◆ Work task ◆
Only the lines from the beginning of the entries through the one with "Exercise. Label the teal" should be written out, please, exactly and without any pictures.

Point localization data
┏━━

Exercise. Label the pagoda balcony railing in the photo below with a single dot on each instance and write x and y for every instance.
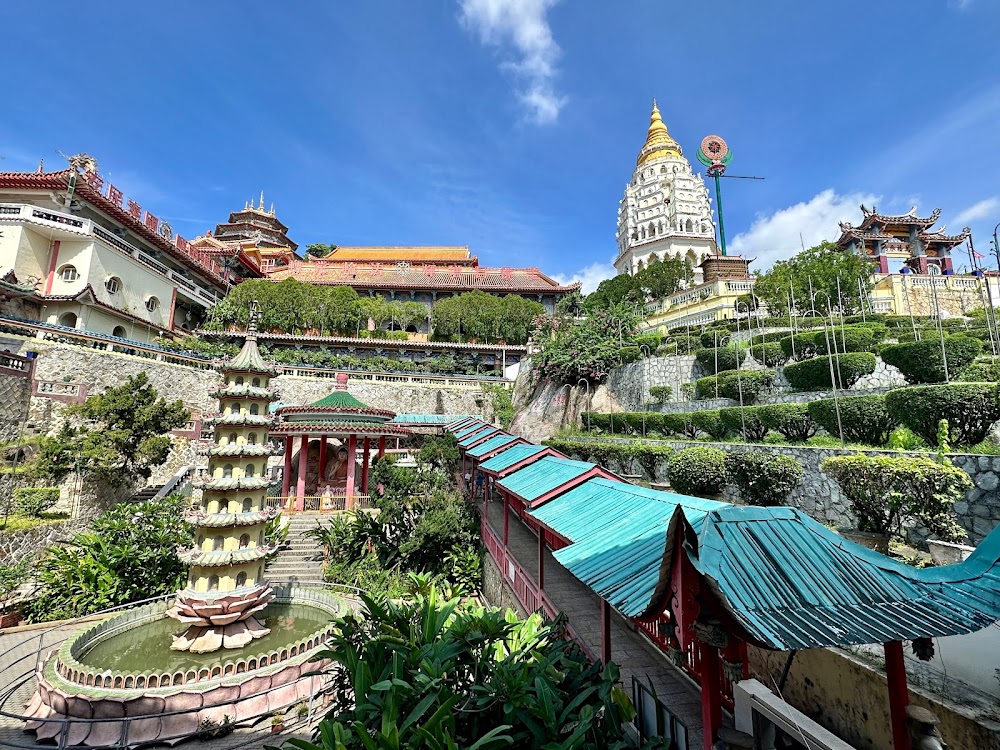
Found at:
(46, 217)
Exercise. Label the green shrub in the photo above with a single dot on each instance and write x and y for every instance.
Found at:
(33, 501)
(814, 374)
(970, 408)
(885, 493)
(921, 362)
(845, 339)
(745, 422)
(660, 393)
(698, 471)
(982, 370)
(791, 420)
(729, 358)
(770, 354)
(804, 346)
(710, 422)
(865, 419)
(762, 477)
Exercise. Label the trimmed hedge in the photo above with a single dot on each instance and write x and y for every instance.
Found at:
(745, 422)
(983, 370)
(865, 419)
(770, 354)
(791, 420)
(921, 362)
(814, 374)
(698, 471)
(970, 408)
(730, 358)
(762, 477)
(31, 502)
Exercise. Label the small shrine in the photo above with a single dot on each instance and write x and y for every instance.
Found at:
(226, 586)
(322, 441)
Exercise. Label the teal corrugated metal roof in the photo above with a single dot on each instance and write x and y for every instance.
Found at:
(442, 419)
(479, 435)
(795, 584)
(619, 534)
(511, 456)
(547, 473)
(497, 441)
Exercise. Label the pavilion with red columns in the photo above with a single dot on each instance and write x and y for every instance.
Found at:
(322, 440)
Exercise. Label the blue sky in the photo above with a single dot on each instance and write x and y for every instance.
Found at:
(512, 126)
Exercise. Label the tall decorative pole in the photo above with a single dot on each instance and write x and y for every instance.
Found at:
(715, 155)
(226, 589)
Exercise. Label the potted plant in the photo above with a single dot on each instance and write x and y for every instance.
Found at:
(888, 493)
(277, 722)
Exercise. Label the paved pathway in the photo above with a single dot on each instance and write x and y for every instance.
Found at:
(631, 650)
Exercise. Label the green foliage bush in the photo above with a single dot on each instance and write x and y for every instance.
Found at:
(970, 408)
(885, 493)
(921, 361)
(770, 354)
(814, 374)
(799, 346)
(698, 471)
(762, 477)
(982, 370)
(33, 501)
(729, 358)
(129, 553)
(865, 419)
(791, 420)
(745, 422)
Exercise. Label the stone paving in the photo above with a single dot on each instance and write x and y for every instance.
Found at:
(630, 649)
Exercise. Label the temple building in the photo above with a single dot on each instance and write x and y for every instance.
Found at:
(907, 237)
(97, 261)
(226, 586)
(666, 209)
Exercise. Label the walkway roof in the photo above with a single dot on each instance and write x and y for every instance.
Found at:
(495, 442)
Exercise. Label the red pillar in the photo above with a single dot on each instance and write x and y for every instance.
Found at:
(899, 696)
(711, 693)
(300, 485)
(322, 459)
(286, 477)
(605, 632)
(366, 450)
(352, 449)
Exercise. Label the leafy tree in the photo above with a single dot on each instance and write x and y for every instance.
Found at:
(128, 554)
(123, 436)
(821, 265)
(429, 672)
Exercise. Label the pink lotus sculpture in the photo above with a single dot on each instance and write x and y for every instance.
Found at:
(225, 621)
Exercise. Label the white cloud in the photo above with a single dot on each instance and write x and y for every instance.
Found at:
(984, 209)
(521, 24)
(781, 234)
(589, 277)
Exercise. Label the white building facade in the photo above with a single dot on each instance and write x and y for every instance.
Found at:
(666, 210)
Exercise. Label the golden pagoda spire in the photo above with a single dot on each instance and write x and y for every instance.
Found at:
(659, 144)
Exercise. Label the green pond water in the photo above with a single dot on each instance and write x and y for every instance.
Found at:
(147, 647)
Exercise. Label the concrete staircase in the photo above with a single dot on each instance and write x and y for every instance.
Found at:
(301, 558)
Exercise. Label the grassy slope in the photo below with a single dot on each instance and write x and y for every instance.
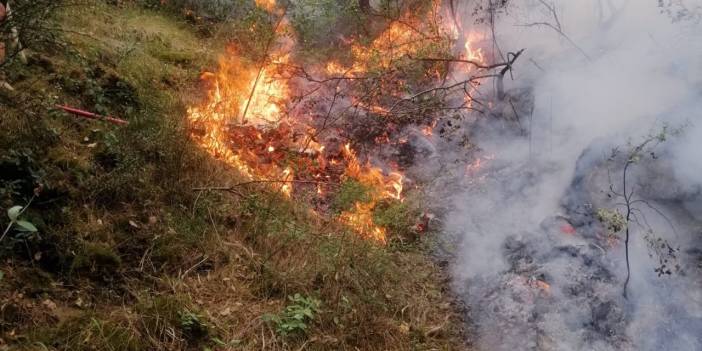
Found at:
(129, 258)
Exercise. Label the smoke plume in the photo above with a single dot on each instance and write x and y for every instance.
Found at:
(536, 267)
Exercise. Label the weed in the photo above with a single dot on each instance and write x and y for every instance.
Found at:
(296, 316)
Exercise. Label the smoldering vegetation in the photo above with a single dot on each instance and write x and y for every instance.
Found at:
(536, 225)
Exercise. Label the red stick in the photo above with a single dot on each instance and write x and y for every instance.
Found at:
(90, 115)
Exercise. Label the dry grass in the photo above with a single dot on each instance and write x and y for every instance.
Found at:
(129, 258)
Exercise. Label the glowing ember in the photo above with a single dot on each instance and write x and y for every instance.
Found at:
(243, 123)
(268, 5)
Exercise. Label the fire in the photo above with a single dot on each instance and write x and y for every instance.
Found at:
(472, 54)
(244, 123)
(268, 5)
(239, 94)
(390, 187)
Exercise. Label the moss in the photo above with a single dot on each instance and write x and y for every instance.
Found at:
(88, 331)
(97, 260)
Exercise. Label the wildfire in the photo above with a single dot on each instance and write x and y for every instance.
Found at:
(244, 124)
(268, 5)
(471, 53)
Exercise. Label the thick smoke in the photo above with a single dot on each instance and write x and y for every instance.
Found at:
(622, 69)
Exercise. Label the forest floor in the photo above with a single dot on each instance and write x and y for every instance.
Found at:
(129, 257)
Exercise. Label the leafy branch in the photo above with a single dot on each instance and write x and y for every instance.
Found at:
(14, 213)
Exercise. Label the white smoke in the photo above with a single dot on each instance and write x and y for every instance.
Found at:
(620, 69)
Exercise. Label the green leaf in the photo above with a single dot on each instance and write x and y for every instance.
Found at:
(14, 212)
(26, 226)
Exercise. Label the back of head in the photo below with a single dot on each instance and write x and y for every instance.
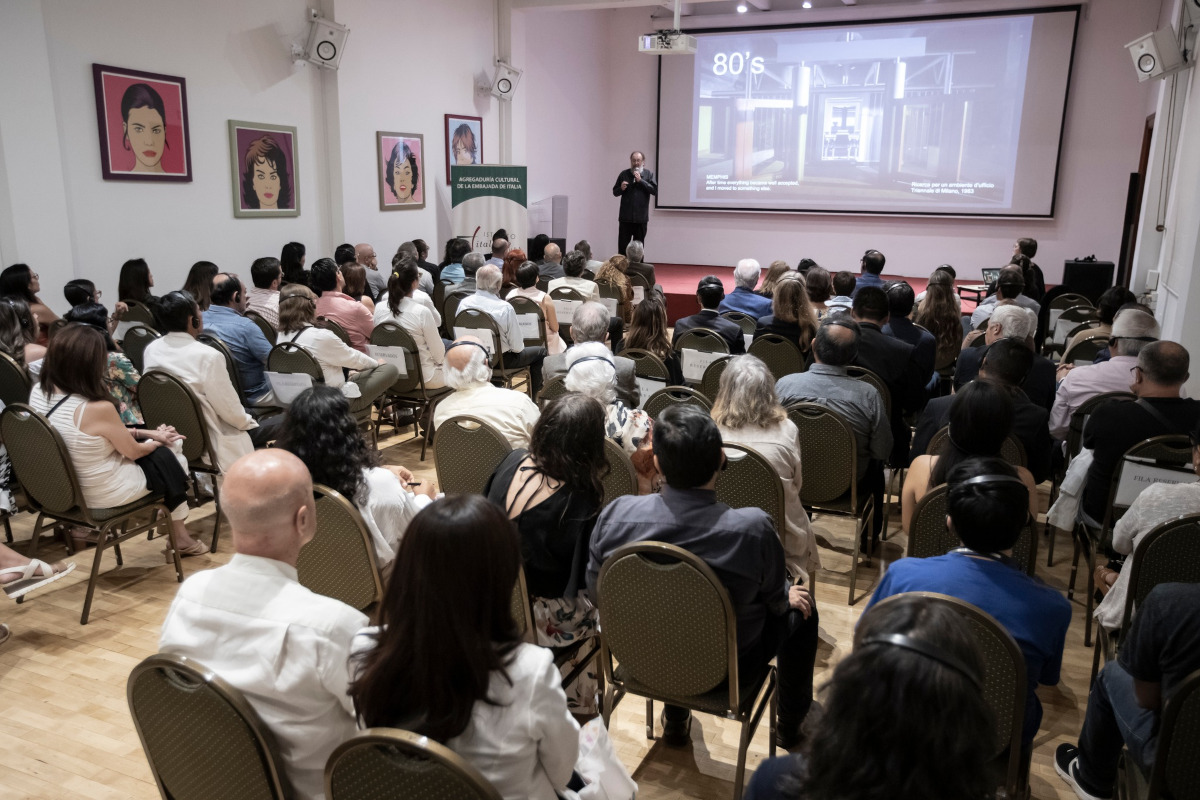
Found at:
(988, 504)
(870, 305)
(711, 292)
(436, 693)
(264, 271)
(837, 342)
(688, 446)
(905, 716)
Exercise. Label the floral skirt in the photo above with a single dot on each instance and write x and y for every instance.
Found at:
(562, 621)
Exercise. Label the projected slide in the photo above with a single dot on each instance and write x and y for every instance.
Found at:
(941, 115)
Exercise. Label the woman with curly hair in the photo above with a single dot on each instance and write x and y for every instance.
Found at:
(319, 431)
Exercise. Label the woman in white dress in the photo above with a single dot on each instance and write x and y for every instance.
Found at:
(748, 413)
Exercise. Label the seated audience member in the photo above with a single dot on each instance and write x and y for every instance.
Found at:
(527, 287)
(399, 306)
(844, 284)
(298, 324)
(451, 262)
(263, 298)
(1006, 364)
(1157, 504)
(513, 349)
(552, 493)
(635, 252)
(1009, 287)
(791, 316)
(775, 272)
(1113, 428)
(745, 280)
(979, 417)
(871, 266)
(22, 283)
(377, 278)
(648, 331)
(748, 413)
(255, 603)
(492, 698)
(551, 264)
(591, 324)
(468, 373)
(741, 546)
(199, 283)
(115, 464)
(988, 505)
(709, 294)
(335, 305)
(244, 338)
(613, 274)
(820, 288)
(905, 716)
(1126, 704)
(571, 278)
(232, 431)
(1131, 332)
(924, 346)
(1011, 323)
(120, 376)
(321, 431)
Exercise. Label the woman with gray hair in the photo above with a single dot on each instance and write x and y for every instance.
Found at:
(591, 371)
(748, 413)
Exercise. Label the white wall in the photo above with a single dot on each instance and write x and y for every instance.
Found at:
(1101, 149)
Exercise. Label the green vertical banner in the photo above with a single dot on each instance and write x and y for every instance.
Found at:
(487, 198)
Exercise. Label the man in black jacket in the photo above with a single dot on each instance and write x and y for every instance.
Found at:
(634, 186)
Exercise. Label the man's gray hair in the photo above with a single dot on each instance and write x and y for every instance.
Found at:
(597, 377)
(747, 274)
(591, 323)
(1015, 323)
(477, 371)
(489, 277)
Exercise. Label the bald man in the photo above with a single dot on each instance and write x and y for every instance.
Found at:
(251, 621)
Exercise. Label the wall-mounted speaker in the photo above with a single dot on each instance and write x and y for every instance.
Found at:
(505, 82)
(1155, 54)
(327, 42)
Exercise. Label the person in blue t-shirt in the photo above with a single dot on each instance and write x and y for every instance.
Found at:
(988, 506)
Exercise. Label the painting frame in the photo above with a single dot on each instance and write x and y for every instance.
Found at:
(475, 125)
(114, 88)
(244, 134)
(389, 198)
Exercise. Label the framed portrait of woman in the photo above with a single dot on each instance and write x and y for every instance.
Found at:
(142, 120)
(465, 140)
(263, 168)
(401, 167)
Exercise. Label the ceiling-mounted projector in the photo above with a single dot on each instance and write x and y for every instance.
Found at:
(667, 42)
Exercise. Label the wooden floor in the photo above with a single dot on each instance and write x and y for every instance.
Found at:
(66, 731)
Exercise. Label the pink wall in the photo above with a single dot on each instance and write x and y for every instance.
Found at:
(598, 97)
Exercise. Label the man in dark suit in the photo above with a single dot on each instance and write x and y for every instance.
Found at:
(1006, 362)
(634, 186)
(711, 293)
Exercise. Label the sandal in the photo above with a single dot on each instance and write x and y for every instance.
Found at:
(30, 578)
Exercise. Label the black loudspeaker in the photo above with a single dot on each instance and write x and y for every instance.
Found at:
(1089, 278)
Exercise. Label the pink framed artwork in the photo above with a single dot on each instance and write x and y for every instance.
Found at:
(142, 120)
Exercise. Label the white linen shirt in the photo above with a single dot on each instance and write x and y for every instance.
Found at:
(509, 411)
(204, 372)
(282, 645)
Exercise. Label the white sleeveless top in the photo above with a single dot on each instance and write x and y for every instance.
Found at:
(107, 477)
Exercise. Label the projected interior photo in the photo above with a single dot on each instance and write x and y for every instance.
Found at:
(958, 115)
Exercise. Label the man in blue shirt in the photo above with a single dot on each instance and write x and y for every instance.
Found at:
(745, 276)
(988, 506)
(245, 340)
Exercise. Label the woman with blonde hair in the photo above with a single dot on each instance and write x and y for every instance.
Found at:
(747, 411)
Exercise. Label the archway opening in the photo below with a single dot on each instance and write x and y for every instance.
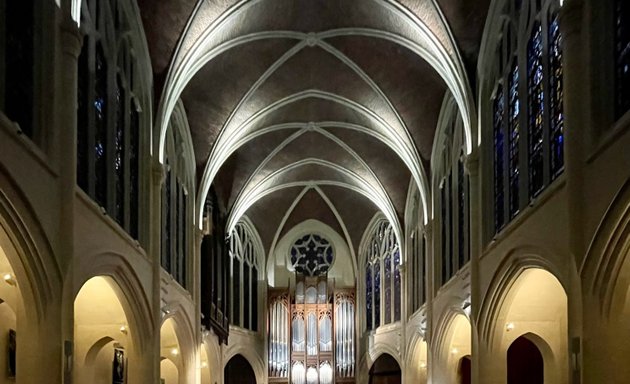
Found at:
(171, 353)
(536, 306)
(11, 304)
(385, 370)
(464, 372)
(456, 349)
(418, 363)
(103, 346)
(204, 365)
(239, 371)
(525, 363)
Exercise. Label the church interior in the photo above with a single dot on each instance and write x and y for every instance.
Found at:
(314, 191)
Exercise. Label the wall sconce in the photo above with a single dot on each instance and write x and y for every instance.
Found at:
(9, 279)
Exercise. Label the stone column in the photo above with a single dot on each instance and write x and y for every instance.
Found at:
(577, 111)
(475, 232)
(429, 294)
(404, 291)
(64, 139)
(155, 231)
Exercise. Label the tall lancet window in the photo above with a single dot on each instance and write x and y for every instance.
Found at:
(536, 99)
(244, 277)
(382, 256)
(109, 117)
(527, 106)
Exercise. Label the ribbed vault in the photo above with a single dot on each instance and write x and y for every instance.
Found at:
(312, 109)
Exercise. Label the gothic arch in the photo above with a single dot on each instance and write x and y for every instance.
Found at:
(29, 252)
(128, 288)
(184, 332)
(606, 269)
(511, 267)
(254, 360)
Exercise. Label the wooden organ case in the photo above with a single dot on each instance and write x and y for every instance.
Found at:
(311, 328)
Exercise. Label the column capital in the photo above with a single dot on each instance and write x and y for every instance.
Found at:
(471, 163)
(571, 16)
(428, 229)
(71, 37)
(159, 173)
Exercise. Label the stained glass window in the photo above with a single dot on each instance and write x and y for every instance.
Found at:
(166, 221)
(368, 296)
(134, 170)
(514, 137)
(380, 269)
(246, 296)
(461, 214)
(254, 281)
(100, 134)
(119, 152)
(622, 48)
(445, 257)
(83, 101)
(108, 125)
(236, 291)
(423, 285)
(244, 278)
(19, 63)
(499, 164)
(387, 284)
(377, 295)
(556, 105)
(536, 110)
(312, 255)
(397, 293)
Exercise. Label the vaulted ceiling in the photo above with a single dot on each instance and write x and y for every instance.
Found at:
(321, 109)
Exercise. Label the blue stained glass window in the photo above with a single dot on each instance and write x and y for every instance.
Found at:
(622, 50)
(368, 296)
(246, 282)
(119, 152)
(83, 81)
(514, 138)
(254, 279)
(377, 294)
(499, 164)
(397, 292)
(166, 221)
(423, 284)
(443, 234)
(536, 110)
(100, 113)
(556, 107)
(134, 170)
(388, 288)
(19, 63)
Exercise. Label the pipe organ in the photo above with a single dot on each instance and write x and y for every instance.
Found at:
(311, 326)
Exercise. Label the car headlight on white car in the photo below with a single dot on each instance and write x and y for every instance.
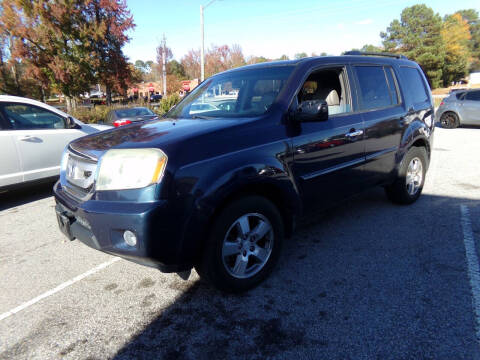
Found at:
(122, 169)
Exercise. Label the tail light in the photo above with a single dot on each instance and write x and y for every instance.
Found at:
(118, 123)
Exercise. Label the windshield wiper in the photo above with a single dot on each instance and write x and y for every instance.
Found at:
(203, 117)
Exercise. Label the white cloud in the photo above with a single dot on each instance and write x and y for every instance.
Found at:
(364, 22)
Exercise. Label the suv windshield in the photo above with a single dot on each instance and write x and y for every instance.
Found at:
(243, 93)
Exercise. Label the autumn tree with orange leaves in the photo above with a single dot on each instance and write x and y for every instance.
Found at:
(68, 44)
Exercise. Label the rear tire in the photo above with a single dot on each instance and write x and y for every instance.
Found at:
(449, 120)
(244, 245)
(411, 177)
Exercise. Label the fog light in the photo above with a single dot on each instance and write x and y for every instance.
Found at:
(130, 238)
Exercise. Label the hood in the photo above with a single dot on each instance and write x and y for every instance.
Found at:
(156, 134)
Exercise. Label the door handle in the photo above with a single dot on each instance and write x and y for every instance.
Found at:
(354, 133)
(29, 138)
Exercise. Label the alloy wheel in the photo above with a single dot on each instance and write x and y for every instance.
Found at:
(247, 245)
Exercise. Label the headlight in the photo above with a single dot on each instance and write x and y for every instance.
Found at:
(130, 168)
(63, 163)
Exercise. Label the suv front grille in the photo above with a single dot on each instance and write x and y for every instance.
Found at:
(80, 174)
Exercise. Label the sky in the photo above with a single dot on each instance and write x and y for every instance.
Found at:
(268, 28)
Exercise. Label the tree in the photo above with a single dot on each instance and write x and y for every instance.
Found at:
(48, 39)
(371, 48)
(140, 65)
(168, 57)
(108, 22)
(418, 36)
(257, 60)
(176, 69)
(456, 35)
(300, 55)
(235, 57)
(191, 64)
(473, 20)
(69, 44)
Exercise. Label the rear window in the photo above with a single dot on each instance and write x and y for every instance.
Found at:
(415, 85)
(124, 113)
(375, 91)
(473, 95)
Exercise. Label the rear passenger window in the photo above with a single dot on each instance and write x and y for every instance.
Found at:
(374, 90)
(392, 85)
(473, 95)
(414, 84)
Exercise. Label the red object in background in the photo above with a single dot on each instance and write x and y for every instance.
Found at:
(118, 123)
(186, 85)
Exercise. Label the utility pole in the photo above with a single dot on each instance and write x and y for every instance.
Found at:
(164, 67)
(202, 49)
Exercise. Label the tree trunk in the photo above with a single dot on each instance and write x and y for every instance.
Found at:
(68, 102)
(44, 98)
(108, 92)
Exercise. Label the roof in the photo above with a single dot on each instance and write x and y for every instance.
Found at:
(19, 99)
(329, 59)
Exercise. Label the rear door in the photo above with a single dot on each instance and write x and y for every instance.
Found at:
(383, 115)
(471, 108)
(10, 166)
(40, 137)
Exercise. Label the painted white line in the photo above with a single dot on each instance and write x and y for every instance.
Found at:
(58, 288)
(472, 262)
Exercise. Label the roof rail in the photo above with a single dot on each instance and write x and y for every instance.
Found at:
(370, 53)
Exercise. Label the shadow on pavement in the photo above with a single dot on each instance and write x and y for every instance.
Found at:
(366, 280)
(24, 195)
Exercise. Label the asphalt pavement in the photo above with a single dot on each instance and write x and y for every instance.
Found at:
(365, 280)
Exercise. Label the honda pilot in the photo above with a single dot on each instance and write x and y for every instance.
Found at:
(218, 190)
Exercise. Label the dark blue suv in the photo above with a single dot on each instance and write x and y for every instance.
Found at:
(219, 181)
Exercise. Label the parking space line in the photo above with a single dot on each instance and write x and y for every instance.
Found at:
(472, 262)
(58, 288)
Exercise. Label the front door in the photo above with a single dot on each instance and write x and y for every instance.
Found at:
(329, 155)
(40, 137)
(384, 118)
(10, 167)
(470, 107)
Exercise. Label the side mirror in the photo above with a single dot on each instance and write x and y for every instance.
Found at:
(70, 123)
(312, 110)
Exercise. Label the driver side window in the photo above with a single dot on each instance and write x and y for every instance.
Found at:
(29, 117)
(327, 85)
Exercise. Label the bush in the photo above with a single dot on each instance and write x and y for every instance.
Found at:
(97, 114)
(167, 103)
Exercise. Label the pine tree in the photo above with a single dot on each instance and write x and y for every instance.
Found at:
(417, 35)
(456, 35)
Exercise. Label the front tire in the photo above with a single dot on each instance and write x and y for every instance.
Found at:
(449, 120)
(411, 177)
(244, 245)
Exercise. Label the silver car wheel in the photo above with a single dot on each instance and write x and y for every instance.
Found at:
(247, 246)
(414, 176)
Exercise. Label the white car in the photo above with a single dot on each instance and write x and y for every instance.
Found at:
(33, 136)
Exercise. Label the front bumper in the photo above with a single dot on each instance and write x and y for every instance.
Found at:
(101, 224)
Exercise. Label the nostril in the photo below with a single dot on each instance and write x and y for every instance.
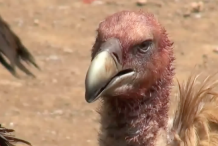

┗━━

◆ Result ◆
Exercise. Label the pagoda balcony railing in the photo below with a single dot on each instance and write x and y for every instance.
Found at:
(46, 217)
Exercise. Label the green shrub in the photo above with a single dot on each instance and write x and y for every instance.
Found at:
(33, 501)
(814, 374)
(970, 408)
(885, 493)
(921, 362)
(845, 339)
(745, 422)
(660, 393)
(698, 471)
(982, 370)
(791, 420)
(729, 358)
(770, 354)
(804, 346)
(710, 422)
(865, 419)
(762, 477)
Exercise. Label the trimmed hedge in the photo above with a single dot on each instance and write x and y for every instance.
Found at:
(745, 422)
(983, 370)
(865, 419)
(770, 354)
(791, 420)
(921, 362)
(814, 374)
(698, 471)
(970, 408)
(730, 358)
(762, 477)
(31, 502)
Exercise. Label the small shrine in the photo above with a single dot on each instance and write x and y for every instance.
Found at:
(226, 586)
(322, 441)
Exercise. Label the teal corrugated metal roof in the photo above with a single dot on each instance and write x and y for every instance.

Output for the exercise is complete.